%%

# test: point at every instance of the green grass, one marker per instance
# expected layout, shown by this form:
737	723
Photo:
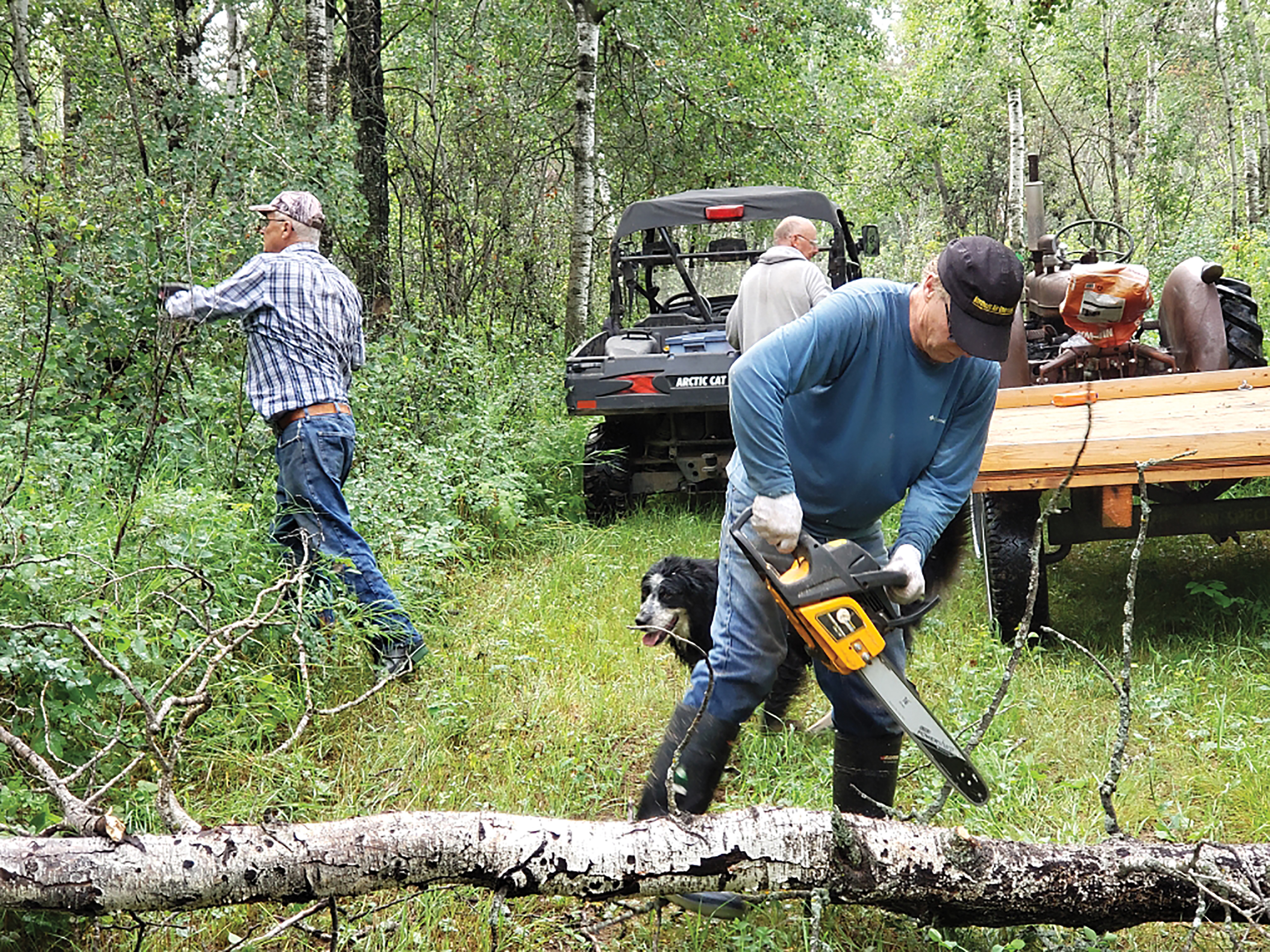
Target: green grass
538	700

%%

## Exercise prompt
Arrange the lines above as a Markdown table with two columns, Row for the row number and Line for the text of each line, skipping blank lines. Leave the pictures out of the answer.

## Task response
| Row | Line |
|---|---|
| 1 | # test: point at every instance of the green grass, one marker per instance |
| 2 | # expected layout, shown by this form: |
| 3 | 737	723 |
| 4 | Photo: |
| 5 | Target: green grass |
| 6 | 538	700 |